[Exercise] Copy each line of the records below without changing anything. Omit the pictures.

┌─ Records for this exercise

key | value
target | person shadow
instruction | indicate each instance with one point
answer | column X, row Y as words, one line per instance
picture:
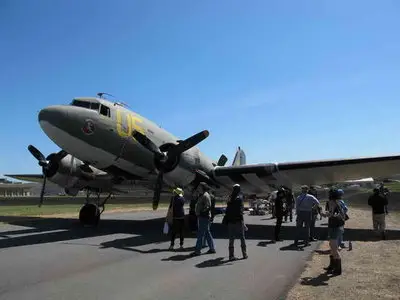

└─

[Exercise answer]
key | value
target | person shadow
instruction | indicate each instance with one point
answer | column X, row Y as words, one line per instance
picture:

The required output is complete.